## TO DO
Render the lines of the records below as a JSON list of strings, one string per line and no blank lines, starting at the line that contains "Find the touchscreen" and ending at the last line of the records.

## Stored data
(begin)

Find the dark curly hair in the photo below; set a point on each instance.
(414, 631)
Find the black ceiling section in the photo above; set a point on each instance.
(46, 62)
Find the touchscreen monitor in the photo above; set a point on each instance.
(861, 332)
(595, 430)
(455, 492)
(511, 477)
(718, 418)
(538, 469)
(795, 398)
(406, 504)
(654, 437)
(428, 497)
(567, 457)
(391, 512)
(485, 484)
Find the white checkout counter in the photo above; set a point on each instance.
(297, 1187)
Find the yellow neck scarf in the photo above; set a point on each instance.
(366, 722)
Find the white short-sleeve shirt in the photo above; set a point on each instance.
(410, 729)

(end)

## THE RESPONSE
[
  "Find the touchscreen monitor in the photo above; set a point on each instance.",
  "(861, 332)",
  "(595, 430)",
  "(455, 492)",
  "(511, 477)",
  "(718, 418)",
  "(538, 469)",
  "(795, 398)",
  "(406, 504)",
  "(654, 437)",
  "(428, 497)",
  "(567, 457)",
  "(391, 512)",
  "(485, 484)",
  "Find the white checkout counter in the photo above; set a point on each instance.",
  "(297, 1187)",
  "Find the yellow neck scarf in the photo above; set a point on each instance.",
  "(366, 722)",
  "Find the white short-sleeve shirt in the photo above; set a point on each instance.",
  "(410, 729)"
]